• [TASK]:
Rewrite the lines from the one containing "find dark wood wall panel" through the last line, swapping "saloon car" for "sedan" and keeping everything else the same. Leave the pictures out.

## Begin DATA SUPPLIED

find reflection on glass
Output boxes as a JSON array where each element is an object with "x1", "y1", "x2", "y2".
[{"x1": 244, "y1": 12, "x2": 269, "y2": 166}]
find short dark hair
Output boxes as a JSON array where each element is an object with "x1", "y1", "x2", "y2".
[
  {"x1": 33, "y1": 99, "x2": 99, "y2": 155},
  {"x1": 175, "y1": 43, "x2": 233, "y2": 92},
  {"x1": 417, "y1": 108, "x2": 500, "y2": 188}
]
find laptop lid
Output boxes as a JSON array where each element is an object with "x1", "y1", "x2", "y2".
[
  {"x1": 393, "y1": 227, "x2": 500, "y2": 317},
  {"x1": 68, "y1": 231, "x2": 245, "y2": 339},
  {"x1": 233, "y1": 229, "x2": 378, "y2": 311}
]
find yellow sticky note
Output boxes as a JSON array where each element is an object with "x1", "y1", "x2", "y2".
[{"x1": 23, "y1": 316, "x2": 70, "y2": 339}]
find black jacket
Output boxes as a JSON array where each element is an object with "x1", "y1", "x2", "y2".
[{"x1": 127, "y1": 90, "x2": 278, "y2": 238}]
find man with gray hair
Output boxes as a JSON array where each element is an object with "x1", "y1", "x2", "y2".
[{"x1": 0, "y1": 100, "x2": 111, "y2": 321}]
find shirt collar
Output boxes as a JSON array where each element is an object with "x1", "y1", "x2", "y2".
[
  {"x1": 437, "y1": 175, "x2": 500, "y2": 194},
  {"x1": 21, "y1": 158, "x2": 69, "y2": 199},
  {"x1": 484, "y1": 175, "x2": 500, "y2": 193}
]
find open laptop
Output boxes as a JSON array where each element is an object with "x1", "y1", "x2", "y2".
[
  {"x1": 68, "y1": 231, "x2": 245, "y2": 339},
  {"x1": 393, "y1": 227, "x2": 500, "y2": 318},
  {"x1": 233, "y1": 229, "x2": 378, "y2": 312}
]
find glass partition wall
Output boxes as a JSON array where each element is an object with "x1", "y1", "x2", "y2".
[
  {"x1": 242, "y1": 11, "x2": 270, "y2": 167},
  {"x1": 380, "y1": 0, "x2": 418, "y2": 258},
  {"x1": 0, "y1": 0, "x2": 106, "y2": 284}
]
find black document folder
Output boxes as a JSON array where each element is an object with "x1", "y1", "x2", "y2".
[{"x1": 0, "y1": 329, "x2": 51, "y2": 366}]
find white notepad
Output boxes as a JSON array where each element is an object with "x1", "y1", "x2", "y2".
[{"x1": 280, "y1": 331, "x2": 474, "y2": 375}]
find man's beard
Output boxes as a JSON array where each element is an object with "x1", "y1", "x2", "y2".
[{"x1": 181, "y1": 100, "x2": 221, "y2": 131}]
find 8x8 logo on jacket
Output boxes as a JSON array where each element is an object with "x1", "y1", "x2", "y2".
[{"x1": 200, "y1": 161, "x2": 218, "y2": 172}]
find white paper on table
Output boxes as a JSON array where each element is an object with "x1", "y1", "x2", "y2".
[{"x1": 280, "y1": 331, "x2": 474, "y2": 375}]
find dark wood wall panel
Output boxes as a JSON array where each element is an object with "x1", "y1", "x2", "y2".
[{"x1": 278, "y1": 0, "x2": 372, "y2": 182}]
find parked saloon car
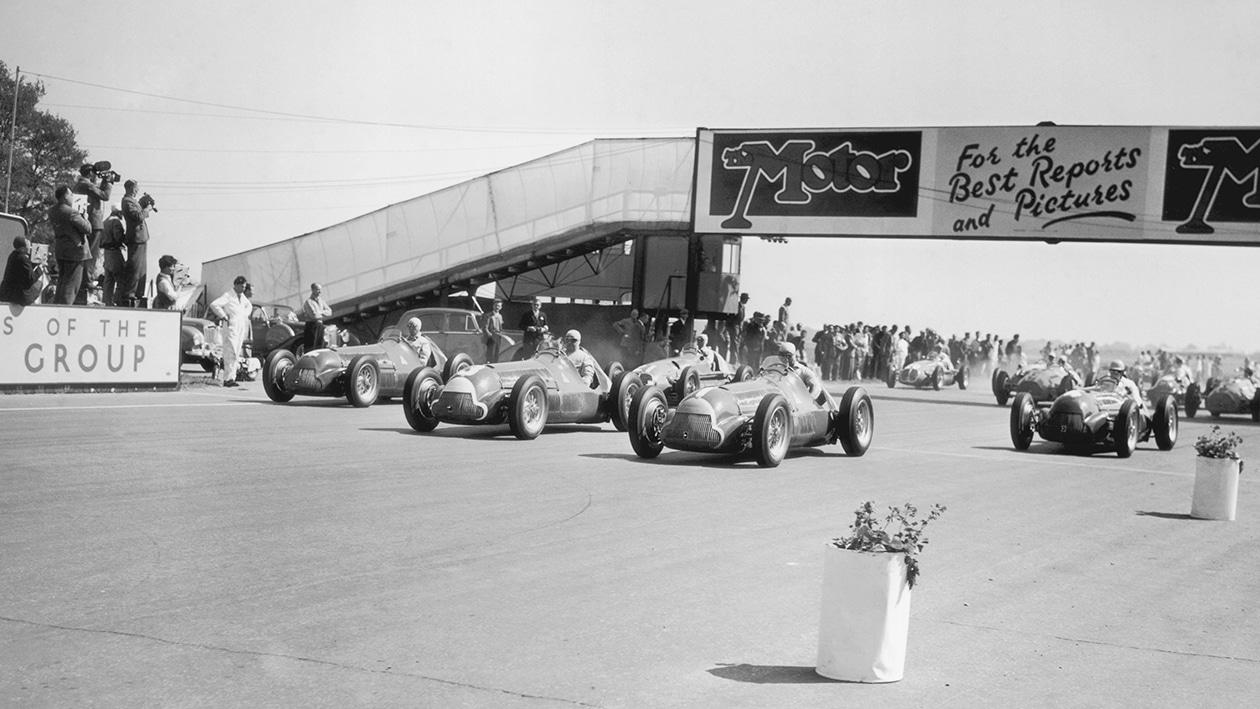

## End DATA SUPPLIED

• [TASK SOLUTION]:
find dark wood wall panel
Output boxes as a JSON array where each element is an object with "x1", "y1", "x2", "y2".
[{"x1": 278, "y1": 0, "x2": 372, "y2": 182}]
find parked sedan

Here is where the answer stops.